- **The task**
Reproduce every entry exactly.

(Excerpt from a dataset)
<<<<

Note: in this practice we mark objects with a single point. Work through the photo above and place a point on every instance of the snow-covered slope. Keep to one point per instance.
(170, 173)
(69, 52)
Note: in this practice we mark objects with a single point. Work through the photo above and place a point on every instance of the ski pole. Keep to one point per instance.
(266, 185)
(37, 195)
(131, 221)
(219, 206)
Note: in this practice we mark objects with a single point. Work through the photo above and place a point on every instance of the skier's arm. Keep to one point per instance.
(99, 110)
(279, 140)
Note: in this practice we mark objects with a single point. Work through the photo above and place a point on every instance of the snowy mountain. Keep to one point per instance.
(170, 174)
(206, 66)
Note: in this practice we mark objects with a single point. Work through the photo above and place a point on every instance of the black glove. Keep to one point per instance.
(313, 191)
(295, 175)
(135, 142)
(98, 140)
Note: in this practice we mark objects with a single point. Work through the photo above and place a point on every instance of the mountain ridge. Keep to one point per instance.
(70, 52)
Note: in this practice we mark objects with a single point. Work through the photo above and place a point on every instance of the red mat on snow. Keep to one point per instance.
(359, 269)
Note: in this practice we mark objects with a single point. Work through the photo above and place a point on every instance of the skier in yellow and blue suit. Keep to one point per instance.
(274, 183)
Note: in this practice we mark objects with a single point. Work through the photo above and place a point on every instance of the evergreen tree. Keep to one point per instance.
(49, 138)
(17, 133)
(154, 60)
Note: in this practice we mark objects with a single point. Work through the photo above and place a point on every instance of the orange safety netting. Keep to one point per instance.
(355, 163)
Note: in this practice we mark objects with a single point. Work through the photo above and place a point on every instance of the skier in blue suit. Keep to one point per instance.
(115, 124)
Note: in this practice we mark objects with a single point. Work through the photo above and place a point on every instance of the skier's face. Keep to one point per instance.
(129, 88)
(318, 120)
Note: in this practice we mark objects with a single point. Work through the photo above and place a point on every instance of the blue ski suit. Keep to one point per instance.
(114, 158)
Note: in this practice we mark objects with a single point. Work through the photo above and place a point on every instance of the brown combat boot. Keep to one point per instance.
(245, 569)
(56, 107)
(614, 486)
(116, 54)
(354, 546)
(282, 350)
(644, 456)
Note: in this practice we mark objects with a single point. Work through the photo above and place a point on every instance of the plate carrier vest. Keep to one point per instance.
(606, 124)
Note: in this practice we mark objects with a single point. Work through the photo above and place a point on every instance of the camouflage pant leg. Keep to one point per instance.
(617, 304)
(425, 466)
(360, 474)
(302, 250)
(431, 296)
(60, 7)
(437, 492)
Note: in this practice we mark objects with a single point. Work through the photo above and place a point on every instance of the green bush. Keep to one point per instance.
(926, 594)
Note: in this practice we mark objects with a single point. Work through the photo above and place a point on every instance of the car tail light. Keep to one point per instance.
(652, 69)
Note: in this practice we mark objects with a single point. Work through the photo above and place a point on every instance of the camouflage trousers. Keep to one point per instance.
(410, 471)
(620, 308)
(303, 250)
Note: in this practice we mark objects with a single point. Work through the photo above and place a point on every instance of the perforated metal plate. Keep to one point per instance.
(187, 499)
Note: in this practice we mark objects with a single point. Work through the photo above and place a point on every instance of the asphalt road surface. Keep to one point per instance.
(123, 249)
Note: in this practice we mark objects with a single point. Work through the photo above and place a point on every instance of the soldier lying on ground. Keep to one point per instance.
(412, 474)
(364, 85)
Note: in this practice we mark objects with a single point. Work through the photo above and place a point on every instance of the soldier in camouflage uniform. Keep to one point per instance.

>>>>

- **Reply to the exercise**
Note: in this practice we mark objects with a single point. Work through the photo above and place a point on every instance of the snow-covered slope. Keep to one point per instance.
(170, 173)
(69, 52)
Note: in this practice we mark objects with a single point. Work through the photo above and place a point on every instance of the ski pole. Keep to one point per instance.
(266, 185)
(37, 195)
(131, 221)
(219, 206)
Note: in this practice we mark objects with a single point. Work through the photo above and place a point on every instance of the skier's arm. Keep to one point per instance.
(99, 110)
(279, 140)
Note: in this practice we mark objects with a single point. Work through the photo above and place a point on every instance of the snowy mountain. Keep to one point per instance.
(170, 174)
(206, 66)
Note: in this practice we mark objects with a single point. Work through the photo above and place a point on every instance of the black glove. Keep to one point per instance.
(313, 191)
(295, 175)
(135, 142)
(98, 140)
Note: in this practice we mark objects with a single point. Work through the photo above and place a point on every instance of the mountain ridge. Keep to one point per instance.
(70, 52)
Note: in this practice we mark objects with a single point. Work through the photo above and place a point on every instance of the red mat on snow. Keep to one point per instance.
(359, 269)
Note: in this practice we mark objects with a single point. Work through the photo above and place a point on every instance of the skier in yellow and blue suit. Keep to one point per instance.
(274, 183)
Note: in this practice we mark objects with a single point. Work through the photo above and place a point on every instance of the evergreen tree. Keep to one point per instance.
(49, 138)
(17, 133)
(154, 60)
Note: in this practice we mark objects with a single point. Work through the photo above and place a point on every instance of the orange safety netting. Keep to one point per instance.
(355, 163)
Note: in this practice we mark objects with a single point. Work through the photo above and place a point on every instance of the skier in blue suit. Keep to one point per instance.
(115, 124)
Note: in this practice we mark objects with a single point. Work through the photo above and place a point on every instance of the skier's face. Keep to one point per instance.
(129, 88)
(318, 120)
Note: in this practice we mark objects with a single point. Work through the photo above and place a point on every instance of the blue ski suit. Keep to one point per instance.
(114, 158)
Note: in this practice we mark objects with a single point. Work through the photo above and place a point on every instance of the brown combat boot. Keep to one point per instance.
(245, 569)
(56, 107)
(614, 486)
(116, 54)
(354, 546)
(282, 350)
(644, 456)
Note: in this practice we mark objects with a single point. Work through the photo above and place a point on every instance of the plate carrier vest. Keep to one point per instance.
(606, 124)
Note: in this practice we mark objects with a single point. Work through the photo above and place a point on every instance of the camouflage pant leg. Keep to one point per instance.
(617, 304)
(425, 466)
(360, 474)
(302, 250)
(431, 296)
(60, 7)
(437, 492)
Note: in this practice we mark objects with a single point. Work through the photo above and place a point on every instance of the green bush. Keep to one point per instance.
(926, 594)
Note: in this practice we mark objects with a single point. Work through the photo above and place a point on every instance of the car tail light. Keep to one point per instance.
(652, 69)
Note: in this practice we mark objects with a single point. Work through the photo above and place a point on every instance of the camouflage trousers. Keep to one point per instance.
(410, 471)
(620, 308)
(303, 250)
Note: in this practice we mark objects with a single point. Work through the photo above and place a point on every instance of the perforated metal plate. Keep to one point per instance.
(187, 499)
Note: in this practice we mark objects with a single point. Work through the photo above and place a point on every instance of the asphalt road surface. Keep to one point per instance.
(123, 249)
Note: in this practice we mark objects with a single point. Work through the photo above and place a point on every instance of the soldier lying on ground. Keep to one point per instance.
(412, 474)
(364, 85)
Note: in this practice we mark objects with a single point. Work through the photo above and place a point on every instance of the soldier in camouflage uniform. Keep to one point per instance.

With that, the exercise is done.